# What to work on
Reproduce the news article below about the Singapore investor rally word for word, from its headline through its final quotation.

Irate investors rally in Singapore

Published October 12, 2008

SINGAPORE, Oct 11: About 600 angry investors who lost their savings because of the global financial turmoil gathered in Singapore on Saturday, urging the central bank to help them recover their money.

Many of the investors who trooped to the city-state’s Speakers’ Corner were retirees who invested their life savings in financial products linked to collapsed US investment bank Lehman Brothers and other institutions.

Tan Kin Lian, the former chief of a Singapore insurance cooperative who organised the gathering, urged the investors to bond together so that they will have a bigger chance of being heard.

He urged them to make individual affidavits and file their complaints as a group before the financial institution where they invested their money.

“If 20, 30 or 40 people make an affidavit at the same time, it will have a stronger impact,” Tan said.

# Provided data
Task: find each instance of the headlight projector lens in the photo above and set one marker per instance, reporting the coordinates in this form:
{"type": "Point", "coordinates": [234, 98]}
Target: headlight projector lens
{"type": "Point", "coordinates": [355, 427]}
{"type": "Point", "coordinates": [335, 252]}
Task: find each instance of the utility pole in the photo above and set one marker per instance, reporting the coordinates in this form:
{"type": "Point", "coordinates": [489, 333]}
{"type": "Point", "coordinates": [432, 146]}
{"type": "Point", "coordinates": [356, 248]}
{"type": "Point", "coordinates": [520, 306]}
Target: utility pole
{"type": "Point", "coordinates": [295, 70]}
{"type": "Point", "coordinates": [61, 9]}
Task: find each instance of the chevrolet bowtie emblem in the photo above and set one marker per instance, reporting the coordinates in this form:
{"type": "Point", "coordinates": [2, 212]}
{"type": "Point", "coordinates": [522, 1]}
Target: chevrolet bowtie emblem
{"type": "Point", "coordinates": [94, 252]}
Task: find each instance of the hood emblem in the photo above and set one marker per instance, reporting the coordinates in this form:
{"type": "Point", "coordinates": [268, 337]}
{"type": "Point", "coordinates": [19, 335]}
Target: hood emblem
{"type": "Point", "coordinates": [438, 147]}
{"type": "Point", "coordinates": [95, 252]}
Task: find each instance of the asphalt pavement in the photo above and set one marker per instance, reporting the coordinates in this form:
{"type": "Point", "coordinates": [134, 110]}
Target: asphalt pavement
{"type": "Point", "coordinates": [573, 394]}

# Reply to the task
Irate investors rally in Singapore

Published October 12, 2008

SINGAPORE, Oct 11: About 600 angry investors who lost their savings because of the global financial turmoil gathered in Singapore on Saturday, urging the central bank to help them recover their money.

Many of the investors who trooped to the city-state’s Speakers’ Corner were retirees who invested their life savings in financial products linked to collapsed US investment bank Lehman Brothers and other institutions.

Tan Kin Lian, the former chief of a Singapore insurance cooperative who organised the gathering, urged the investors to bond together so that they will have a bigger chance of being heard.

He urged them to make individual affidavits and file their complaints as a group before the financial institution where they invested their money.

“If 20, 30 or 40 people make an affidavit at the same time, it will have a stronger impact,” Tan said.